→ **PROBLEM**
Give the data again, word for word.

(Collected data)
══════════════════════════════

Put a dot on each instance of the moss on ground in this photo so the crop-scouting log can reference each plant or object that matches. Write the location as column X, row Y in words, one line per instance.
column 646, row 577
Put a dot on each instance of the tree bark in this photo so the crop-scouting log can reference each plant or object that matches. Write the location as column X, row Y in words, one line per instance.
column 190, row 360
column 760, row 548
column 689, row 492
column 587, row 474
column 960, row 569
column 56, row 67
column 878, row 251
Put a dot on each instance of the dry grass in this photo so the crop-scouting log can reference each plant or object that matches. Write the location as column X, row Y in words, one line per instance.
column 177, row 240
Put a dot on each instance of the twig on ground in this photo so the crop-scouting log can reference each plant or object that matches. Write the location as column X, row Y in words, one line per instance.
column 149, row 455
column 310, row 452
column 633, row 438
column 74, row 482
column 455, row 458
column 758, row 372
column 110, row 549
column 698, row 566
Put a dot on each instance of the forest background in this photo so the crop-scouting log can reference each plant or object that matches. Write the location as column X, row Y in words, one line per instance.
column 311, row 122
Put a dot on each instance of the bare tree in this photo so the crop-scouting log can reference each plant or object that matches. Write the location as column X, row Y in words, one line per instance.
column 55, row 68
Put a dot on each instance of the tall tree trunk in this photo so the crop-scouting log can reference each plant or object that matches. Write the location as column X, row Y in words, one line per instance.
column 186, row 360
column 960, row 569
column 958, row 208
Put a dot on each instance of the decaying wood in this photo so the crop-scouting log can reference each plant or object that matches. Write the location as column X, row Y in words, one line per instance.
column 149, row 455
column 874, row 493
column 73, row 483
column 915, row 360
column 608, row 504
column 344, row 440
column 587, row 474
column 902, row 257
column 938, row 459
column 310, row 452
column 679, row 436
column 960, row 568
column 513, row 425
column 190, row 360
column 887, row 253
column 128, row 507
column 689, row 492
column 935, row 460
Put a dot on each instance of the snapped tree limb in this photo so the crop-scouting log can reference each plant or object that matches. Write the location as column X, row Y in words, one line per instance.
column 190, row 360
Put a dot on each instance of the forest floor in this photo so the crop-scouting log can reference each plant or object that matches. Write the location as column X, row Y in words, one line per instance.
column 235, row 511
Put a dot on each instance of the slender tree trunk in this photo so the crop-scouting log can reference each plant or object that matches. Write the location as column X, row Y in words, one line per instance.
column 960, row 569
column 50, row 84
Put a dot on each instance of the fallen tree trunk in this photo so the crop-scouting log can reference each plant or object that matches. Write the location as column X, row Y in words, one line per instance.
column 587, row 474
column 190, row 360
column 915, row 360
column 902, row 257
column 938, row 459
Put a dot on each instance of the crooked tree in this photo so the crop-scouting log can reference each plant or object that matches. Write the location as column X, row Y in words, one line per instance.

══════════════════════════════

→ **WRITTEN ANSWER**
Put a dot on each instance of the moss on ground in this photo so the crop-scouting log can reference each plant or object that matches. Write the location as column X, row Y in words, one line per instance.
column 646, row 577
Put a dot on each instance of the tree bark in this photo so the crop-scouting log can reference each plant or object that matches. Write the location as column X, row Y in words, one line per instance.
column 190, row 360
column 760, row 548
column 689, row 492
column 587, row 474
column 960, row 569
column 56, row 67
column 878, row 251
Put a dot on each instance of the dry grass in this photo so the crop-scouting log can reference each plant or object that matches. Write the location as column X, row Y in words, one line per instance.
column 177, row 240
Put a dot on each instance of the twig on ground in this photo so the crop-scouting log can reference each plant or object that matches. Write the location as column X, row Y in words, one line per instance.
column 149, row 455
column 310, row 452
column 633, row 438
column 74, row 482
column 455, row 458
column 758, row 372
column 110, row 549
column 698, row 566
Put a dot on each instance of the forest background in this photo so the crop-scouting log can reference each plant or object that matches. Write the location as column X, row Y in words, one line per instance.
column 311, row 122
Put a dot on each instance of the bare tree in this photo so the crop-scouting log can reference each plant or object that matches. Write the location as column X, row Y in words, one line per instance.
column 55, row 68
Put a dot on each instance of the tall tree trunk in this photo so the crop-scouting log can reference each plant or object that matches. Write the location as column X, row Y in words, one line per instance.
column 186, row 360
column 960, row 569
column 958, row 208
Put a dot on each instance of the decaying wood in this photo so the crop-scouting log can reference each plant or object that matches. Write the location as column X, row Y in words, one line per instance.
column 149, row 455
column 874, row 493
column 73, row 483
column 915, row 360
column 608, row 504
column 344, row 440
column 587, row 474
column 902, row 257
column 938, row 459
column 310, row 452
column 679, row 436
column 960, row 568
column 513, row 425
column 190, row 360
column 887, row 253
column 128, row 507
column 689, row 492
column 935, row 460
Put a dot on each instance of the snapped tree limb in this photo so the crop-scouting log can reference each plant or object that matches. Write the location as column X, row Y in words, one line per instance.
column 190, row 360
Put a dot on each instance of the forest floor in this photo so the crop-scouting log can reference each plant or object that matches. Write the location as column X, row Y in words, one line per instance.
column 235, row 511
Put a dot on each instance of the slender tree trunk in this photo so the crop-scouting log can reference each plant or object that matches. Write the location as column X, row Y in words, one line per instance.
column 960, row 569
column 50, row 84
Put a dot on each instance of the fallen tree trunk in this photo so the crop-scouting log can reference each plant or object that matches. Write the location as column X, row Y in words, one line per instance.
column 587, row 474
column 190, row 360
column 915, row 360
column 902, row 257
column 938, row 459
Put a dot on each instance of the crooked tree in this photo so the crop-scouting log can reference each plant or object that matches. Write the location as column X, row Y in words, one line per instance.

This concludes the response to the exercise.